What to work on:
Write out the records word for word.

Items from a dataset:
Start of Block

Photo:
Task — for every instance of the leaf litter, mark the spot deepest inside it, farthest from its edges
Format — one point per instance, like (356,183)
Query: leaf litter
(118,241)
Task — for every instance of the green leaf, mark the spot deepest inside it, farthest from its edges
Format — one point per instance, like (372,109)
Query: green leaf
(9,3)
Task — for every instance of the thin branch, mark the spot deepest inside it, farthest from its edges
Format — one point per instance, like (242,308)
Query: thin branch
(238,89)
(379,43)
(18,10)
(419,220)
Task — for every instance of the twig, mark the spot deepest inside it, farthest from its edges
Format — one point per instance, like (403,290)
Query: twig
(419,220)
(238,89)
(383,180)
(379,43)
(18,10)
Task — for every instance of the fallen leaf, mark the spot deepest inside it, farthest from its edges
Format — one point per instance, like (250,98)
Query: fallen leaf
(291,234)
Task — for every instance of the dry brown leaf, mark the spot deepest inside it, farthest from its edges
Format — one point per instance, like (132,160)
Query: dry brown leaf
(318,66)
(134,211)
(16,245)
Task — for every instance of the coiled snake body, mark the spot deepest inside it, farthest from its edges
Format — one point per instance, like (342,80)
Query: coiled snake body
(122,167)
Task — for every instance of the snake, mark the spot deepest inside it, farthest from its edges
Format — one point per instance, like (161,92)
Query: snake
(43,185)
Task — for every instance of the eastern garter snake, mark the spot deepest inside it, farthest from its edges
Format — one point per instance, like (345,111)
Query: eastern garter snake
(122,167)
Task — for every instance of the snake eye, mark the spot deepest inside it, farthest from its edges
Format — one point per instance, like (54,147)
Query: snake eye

End of Block

Your solution:
Photo:
Task — for every instance of the leaf litter, mark the spot deepest inside it, farthest from its edges
Format — one point per instance, like (356,183)
Query: leaf litter
(118,241)
Task — for every instance of the green leaf, mark the spot deepest inside it, farthest from its edges
Format — one point per instance, like (372,109)
Query: green leaf
(9,3)
Task — for every instance of the thin branch, mark the spot deepest inside it, farthest from its edges
Format — one point per instance, like (242,308)
Query: thin branch
(238,89)
(379,43)
(18,10)
(419,220)
Task — for every instance of the twig, mark the spot deepest inside it, farthest from its edges
Format — one point per instance, like (403,290)
Query: twig
(419,220)
(238,89)
(383,180)
(379,43)
(18,10)
Task — for every instance of the fallen leaf, mark the spot deepest inside it, farthest from its edges
Format — one point per instance, like (250,98)
Query: fallen leaf
(291,234)
Task — for every instance of the dry brown leaf, mark the spot deepest inside it, farthest from its edges
Format — one point per instance, like (132,160)
Query: dry brown leaf
(318,66)
(134,211)
(16,245)
Task — for every instance of the coiled snake body, mark the spot deepest inside it, farthest from its edges
Format — one point per instance, like (342,80)
Query: coiled snake body
(122,167)
Task — for every instance of the snake, mark the spot deepest inside it, farthest from its edges
Format — one point per instance, like (161,92)
Query: snake
(43,185)
Task — for every instance of the eastern garter snake, mark the spot deepest inside it, farthest from its edges
Format — one point per instance, like (345,111)
Query: eastern garter snake
(122,167)
Task — for every instance of the snake eye, mark the spot deepest inside it, farthest from its edges
Format — one point per instance, like (54,147)
Query: snake eye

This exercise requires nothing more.